Task objective: The answer consists solely of the data below, reproduced exactly.

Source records
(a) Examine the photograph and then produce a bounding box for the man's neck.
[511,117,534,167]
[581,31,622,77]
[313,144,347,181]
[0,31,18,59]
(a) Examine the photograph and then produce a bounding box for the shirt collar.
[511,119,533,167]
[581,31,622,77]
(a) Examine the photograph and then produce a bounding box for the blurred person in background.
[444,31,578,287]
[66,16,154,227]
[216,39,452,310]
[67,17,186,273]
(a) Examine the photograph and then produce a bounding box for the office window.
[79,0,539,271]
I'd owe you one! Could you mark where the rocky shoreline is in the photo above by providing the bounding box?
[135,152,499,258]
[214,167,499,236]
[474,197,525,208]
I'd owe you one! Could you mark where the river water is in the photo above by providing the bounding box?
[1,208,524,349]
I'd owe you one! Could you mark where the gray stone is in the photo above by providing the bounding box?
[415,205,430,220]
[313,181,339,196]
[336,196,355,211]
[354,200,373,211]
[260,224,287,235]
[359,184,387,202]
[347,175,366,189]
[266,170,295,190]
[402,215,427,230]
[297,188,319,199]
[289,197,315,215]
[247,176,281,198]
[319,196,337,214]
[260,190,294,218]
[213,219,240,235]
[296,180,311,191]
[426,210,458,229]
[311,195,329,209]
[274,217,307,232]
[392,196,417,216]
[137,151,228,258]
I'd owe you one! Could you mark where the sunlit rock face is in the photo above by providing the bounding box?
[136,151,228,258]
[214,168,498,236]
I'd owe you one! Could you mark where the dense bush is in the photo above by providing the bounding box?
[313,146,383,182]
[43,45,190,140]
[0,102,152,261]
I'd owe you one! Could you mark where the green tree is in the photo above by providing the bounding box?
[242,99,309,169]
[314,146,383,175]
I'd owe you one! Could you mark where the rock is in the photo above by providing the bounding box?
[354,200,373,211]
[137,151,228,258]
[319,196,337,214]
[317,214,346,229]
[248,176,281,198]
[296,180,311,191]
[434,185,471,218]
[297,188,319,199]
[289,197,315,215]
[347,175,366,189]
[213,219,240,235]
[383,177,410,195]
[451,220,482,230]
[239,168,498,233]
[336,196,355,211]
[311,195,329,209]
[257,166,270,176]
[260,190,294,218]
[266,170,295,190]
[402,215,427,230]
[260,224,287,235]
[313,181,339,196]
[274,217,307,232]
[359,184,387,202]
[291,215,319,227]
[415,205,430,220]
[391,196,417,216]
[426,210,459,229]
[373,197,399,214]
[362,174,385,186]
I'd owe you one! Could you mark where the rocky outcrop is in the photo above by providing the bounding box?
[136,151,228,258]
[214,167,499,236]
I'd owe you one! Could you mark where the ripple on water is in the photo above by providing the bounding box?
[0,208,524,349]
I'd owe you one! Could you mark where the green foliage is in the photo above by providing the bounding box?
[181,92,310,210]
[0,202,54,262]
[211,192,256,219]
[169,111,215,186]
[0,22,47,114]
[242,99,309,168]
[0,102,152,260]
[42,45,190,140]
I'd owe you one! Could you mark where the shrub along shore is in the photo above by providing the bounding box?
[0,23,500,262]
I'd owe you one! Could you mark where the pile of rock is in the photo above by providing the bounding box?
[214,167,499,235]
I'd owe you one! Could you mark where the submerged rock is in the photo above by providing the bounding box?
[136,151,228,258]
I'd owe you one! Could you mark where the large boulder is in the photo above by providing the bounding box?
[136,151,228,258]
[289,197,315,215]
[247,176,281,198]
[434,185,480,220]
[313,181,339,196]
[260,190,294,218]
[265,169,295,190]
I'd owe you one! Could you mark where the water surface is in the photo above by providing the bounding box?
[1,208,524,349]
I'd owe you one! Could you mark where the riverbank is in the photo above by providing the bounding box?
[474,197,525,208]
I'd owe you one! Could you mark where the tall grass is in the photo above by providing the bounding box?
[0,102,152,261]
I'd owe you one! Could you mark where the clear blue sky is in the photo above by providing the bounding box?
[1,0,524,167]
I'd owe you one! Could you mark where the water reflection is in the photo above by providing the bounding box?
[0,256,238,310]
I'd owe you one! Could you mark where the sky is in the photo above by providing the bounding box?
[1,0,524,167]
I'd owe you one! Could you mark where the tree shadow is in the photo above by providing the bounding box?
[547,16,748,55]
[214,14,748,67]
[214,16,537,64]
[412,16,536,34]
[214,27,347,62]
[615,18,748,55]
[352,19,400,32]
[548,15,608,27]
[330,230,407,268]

Written reply:
(a) Examine the photograph and then produce a bounding box for the man's neck.
[511,117,534,167]
[581,31,622,77]
[313,144,347,181]
[0,31,18,59]
(a) Examine the photograph and then produce a bounding box for the shirt collar.
[511,119,533,167]
[581,31,622,77]
(a) Examine the photograph and then produce a bounding box for the blurred person in background.
[444,31,578,287]
[66,16,154,227]
[216,39,452,310]
[67,17,186,273]
(a) Examine the photograph and then produce a bounding box for the office window.
[79,0,539,271]
I'd owe you one! Could you mark where the rocky shoreline is in the photo above by providing the bounding box?
[135,152,499,258]
[214,167,499,236]
[474,197,525,208]
I'd owe you one! Could you mark where the river water is in the photo above by providing the bounding box?
[1,208,524,349]
I'd owe you one! Could you mark where the gray stone is in the photo above by providing the bounding box?
[415,205,430,220]
[313,181,339,196]
[336,196,355,211]
[354,200,373,211]
[260,224,287,235]
[359,184,387,202]
[347,175,366,189]
[266,170,295,190]
[402,215,427,230]
[297,188,319,199]
[289,197,315,215]
[247,176,281,198]
[319,196,337,214]
[260,190,294,218]
[213,219,240,235]
[296,180,311,191]
[426,210,458,229]
[311,195,329,209]
[274,217,307,232]
[392,196,417,216]
[137,151,228,258]
I'd owe you one! Could you mark where the sunlit rock face is in the photo above by providing the bounding box?
[136,151,228,258]
[214,168,498,236]
I'd owe you one! Could you mark where the dense bush is in the photo above by providing the bounding box?
[313,146,383,182]
[43,45,190,140]
[0,102,152,261]
I'd owe you one! Could you mark where the green tree is in the photo above by providing the bounding box?
[242,99,309,169]
[314,146,383,175]
I'd owe you one! Could you mark where the rock is in the photo above by providing the bounding box?
[354,200,373,211]
[137,151,228,258]
[319,196,337,214]
[317,214,346,229]
[248,176,281,198]
[296,180,311,191]
[434,185,471,218]
[297,188,319,199]
[289,197,315,215]
[347,175,366,189]
[213,219,240,235]
[383,177,410,195]
[451,220,482,230]
[239,168,498,233]
[336,196,355,211]
[311,195,329,209]
[257,166,270,176]
[260,190,294,218]
[266,170,295,190]
[402,215,427,230]
[260,224,287,235]
[313,181,339,196]
[274,217,307,232]
[359,184,387,202]
[291,215,319,227]
[415,205,430,220]
[391,196,417,216]
[426,210,459,229]
[373,197,399,214]
[362,174,385,186]
I'd owe you one! Could you mark where the rocky outcrop is in the photo above by providing the bounding box?
[136,151,228,258]
[214,167,499,236]
I'd owe you one! Could you mark where the ripple on water is in the photo above by providing the bounding box?
[0,208,524,349]
I'd owe you one! Could you mark where the green foliage is in the photo above by providing the bounding box?
[181,92,310,210]
[0,202,54,262]
[211,192,256,219]
[169,111,215,186]
[0,22,47,114]
[242,99,309,168]
[0,102,152,260]
[42,45,190,140]
I'd owe you one! Could you mark where the shrub along shore is in the photo above by providing the bounding box?
[0,23,500,262]
I'd owe you one! Could you mark where the pile of rock is in the photo above by providing the bounding box?
[214,167,499,235]
I'd owe you one! Could you mark where the submerged rock is in the photo above by providing the bounding box?
[136,151,228,258]
I'd owe you one! Could you mark where the large boulder is in the photo above by providing the bounding box?
[136,151,228,258]
[289,197,315,215]
[247,176,281,198]
[434,185,480,220]
[313,181,339,196]
[260,190,294,218]
[265,169,295,190]
I'd owe you one! Could you mark where the water surface is in the photo above by providing the bounding box?
[1,208,524,349]
I'd owe you one! Could you mark where the riverbank is in the photo above by providing the bounding box?
[474,197,525,208]
I'd owe you one! Could you mark where the tall grass is in the photo above by providing the bounding box?
[0,102,152,261]
I'd owe you one! Could you mark where the clear blue sky is in the photo above by providing the bounding box?
[1,0,524,167]
I'd owe you one! Could you mark where the water reflection is in the photo above by providing the bounding box?
[0,256,238,310]
I'd owe you one! Could you mark where the sky is in the photo above by providing the bounding box?
[1,0,524,167]
I'd owe you one! Could you mark where the tree shadow is in the photo above by providing the bounding box?
[547,16,748,55]
[214,14,748,67]
[214,16,537,64]
[412,16,536,34]
[214,27,347,62]
[615,18,748,55]
[352,19,400,32]
[548,15,608,27]
[330,230,407,268]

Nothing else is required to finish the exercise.